## Collected data
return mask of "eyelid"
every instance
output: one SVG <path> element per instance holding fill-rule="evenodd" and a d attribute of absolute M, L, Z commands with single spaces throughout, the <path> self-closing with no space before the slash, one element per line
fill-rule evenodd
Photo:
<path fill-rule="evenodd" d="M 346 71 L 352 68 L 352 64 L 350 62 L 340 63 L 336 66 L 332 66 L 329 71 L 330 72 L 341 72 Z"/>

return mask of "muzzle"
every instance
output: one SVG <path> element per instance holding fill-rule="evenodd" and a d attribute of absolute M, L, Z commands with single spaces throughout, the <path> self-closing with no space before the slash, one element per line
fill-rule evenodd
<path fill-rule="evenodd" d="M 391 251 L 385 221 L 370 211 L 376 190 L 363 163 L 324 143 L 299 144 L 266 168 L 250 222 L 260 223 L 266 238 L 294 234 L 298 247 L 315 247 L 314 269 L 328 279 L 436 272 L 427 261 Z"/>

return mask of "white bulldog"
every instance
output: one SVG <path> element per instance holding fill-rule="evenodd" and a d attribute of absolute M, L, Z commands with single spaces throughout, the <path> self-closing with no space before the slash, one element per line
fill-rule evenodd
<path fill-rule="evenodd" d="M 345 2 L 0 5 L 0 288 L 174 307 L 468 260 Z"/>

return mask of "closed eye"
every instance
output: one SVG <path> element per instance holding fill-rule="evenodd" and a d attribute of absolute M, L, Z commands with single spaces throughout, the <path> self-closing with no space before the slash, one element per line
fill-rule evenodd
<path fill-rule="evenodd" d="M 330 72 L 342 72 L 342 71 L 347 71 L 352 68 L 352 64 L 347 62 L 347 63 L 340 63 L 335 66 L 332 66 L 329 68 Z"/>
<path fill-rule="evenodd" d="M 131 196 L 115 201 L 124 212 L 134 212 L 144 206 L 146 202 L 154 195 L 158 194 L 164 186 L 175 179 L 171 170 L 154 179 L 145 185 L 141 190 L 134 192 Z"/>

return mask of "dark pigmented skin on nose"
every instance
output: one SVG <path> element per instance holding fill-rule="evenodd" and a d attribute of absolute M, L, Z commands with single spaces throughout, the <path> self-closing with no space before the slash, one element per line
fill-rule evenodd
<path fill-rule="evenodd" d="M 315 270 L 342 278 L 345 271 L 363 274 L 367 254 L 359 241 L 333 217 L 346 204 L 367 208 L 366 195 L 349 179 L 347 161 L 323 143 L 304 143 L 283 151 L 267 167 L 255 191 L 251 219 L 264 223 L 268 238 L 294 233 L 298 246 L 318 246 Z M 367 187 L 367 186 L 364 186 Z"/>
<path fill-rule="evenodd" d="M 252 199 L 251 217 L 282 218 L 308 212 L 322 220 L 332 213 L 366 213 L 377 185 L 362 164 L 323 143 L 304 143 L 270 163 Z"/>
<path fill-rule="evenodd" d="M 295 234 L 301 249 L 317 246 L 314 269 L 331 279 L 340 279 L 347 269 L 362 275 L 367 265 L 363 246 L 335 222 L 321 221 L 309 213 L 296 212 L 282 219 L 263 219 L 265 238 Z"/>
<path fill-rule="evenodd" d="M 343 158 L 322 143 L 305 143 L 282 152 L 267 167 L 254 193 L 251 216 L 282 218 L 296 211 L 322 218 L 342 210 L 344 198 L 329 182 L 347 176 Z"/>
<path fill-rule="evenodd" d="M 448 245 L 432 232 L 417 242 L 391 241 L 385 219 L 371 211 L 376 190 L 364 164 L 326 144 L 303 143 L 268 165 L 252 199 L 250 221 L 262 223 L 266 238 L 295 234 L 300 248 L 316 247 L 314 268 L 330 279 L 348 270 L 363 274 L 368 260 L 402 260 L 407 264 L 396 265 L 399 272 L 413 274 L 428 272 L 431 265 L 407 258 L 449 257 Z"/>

## ASSIGNED TASK
Could you restate the records above word for word?

## EXERCISE RESPONSE
return mask of "eyelid"
every instance
output: one SVG <path> element per instance holding fill-rule="evenodd" and a d attribute of absolute M, L, Z commands with single spaces throughout, the <path> self-closing with no space before the slash, one element per line
fill-rule evenodd
Photo:
<path fill-rule="evenodd" d="M 346 71 L 352 68 L 352 64 L 350 62 L 340 63 L 336 66 L 332 66 L 329 71 L 330 72 L 341 72 Z"/>

return mask of "muzzle"
every instance
output: one SVG <path> element per instance holding fill-rule="evenodd" and a d attribute of absolute M, L, Z commands with single spaces throughout, the <path> self-closing with no space before the slash, one element per line
fill-rule evenodd
<path fill-rule="evenodd" d="M 391 251 L 385 221 L 370 211 L 376 190 L 363 163 L 324 143 L 299 144 L 266 168 L 250 222 L 260 223 L 266 238 L 294 234 L 298 247 L 315 247 L 314 269 L 328 279 L 436 272 L 427 261 Z"/>

return mask of "white bulldog"
every instance
output: one SVG <path> element per instance holding fill-rule="evenodd" and a d attribute of absolute M, L, Z commands with single spaces throughout, the <path> self-closing with no space before the slash, one element per line
fill-rule evenodd
<path fill-rule="evenodd" d="M 345 2 L 0 5 L 0 288 L 174 307 L 468 260 Z"/>

return mask of "closed eye"
every instance
output: one SVG <path> element per instance holding fill-rule="evenodd" and a d attribute of absolute M, L, Z commands with single spaces throughout, the <path> self-closing with no space before the slash, one element per line
fill-rule evenodd
<path fill-rule="evenodd" d="M 330 72 L 342 72 L 342 71 L 347 71 L 352 68 L 352 64 L 347 62 L 347 63 L 340 63 L 335 66 L 332 66 L 329 68 Z"/>
<path fill-rule="evenodd" d="M 131 196 L 115 201 L 124 212 L 134 212 L 144 206 L 146 202 L 154 195 L 158 194 L 164 186 L 175 179 L 171 170 L 154 179 L 145 185 L 141 190 L 134 192 Z"/>

return mask of "dark pigmented skin on nose"
every instance
output: one SVG <path> element per instance holding fill-rule="evenodd" and a d attribute of absolute M, L, Z commands with single spaces throughout, the <path> self-closing with no space before the slash, one element per line
fill-rule evenodd
<path fill-rule="evenodd" d="M 315 270 L 342 278 L 345 271 L 363 274 L 367 254 L 359 241 L 333 217 L 346 204 L 367 208 L 366 195 L 349 179 L 347 161 L 323 143 L 304 143 L 283 151 L 267 167 L 255 191 L 251 219 L 264 223 L 268 238 L 294 233 L 298 246 L 318 246 Z M 367 187 L 367 186 L 364 186 Z"/>
<path fill-rule="evenodd" d="M 252 199 L 251 217 L 282 218 L 308 212 L 322 220 L 332 213 L 366 213 L 377 185 L 362 164 L 323 143 L 304 143 L 270 163 Z"/>
<path fill-rule="evenodd" d="M 295 234 L 301 249 L 317 246 L 314 269 L 331 279 L 340 279 L 347 269 L 362 275 L 367 265 L 363 246 L 335 222 L 321 221 L 309 213 L 296 212 L 282 219 L 263 219 L 265 238 Z"/>
<path fill-rule="evenodd" d="M 343 158 L 322 143 L 305 143 L 282 152 L 267 167 L 254 193 L 251 216 L 282 218 L 296 211 L 322 218 L 342 210 L 344 198 L 329 182 L 347 176 Z"/>
<path fill-rule="evenodd" d="M 448 245 L 432 232 L 417 242 L 391 241 L 385 219 L 371 211 L 376 190 L 364 164 L 326 144 L 303 143 L 268 165 L 252 199 L 250 221 L 262 223 L 266 238 L 295 234 L 300 248 L 316 247 L 314 268 L 330 279 L 348 270 L 363 274 L 368 260 L 402 260 L 407 264 L 396 265 L 399 272 L 413 274 L 428 272 L 431 265 L 407 258 L 449 257 Z"/>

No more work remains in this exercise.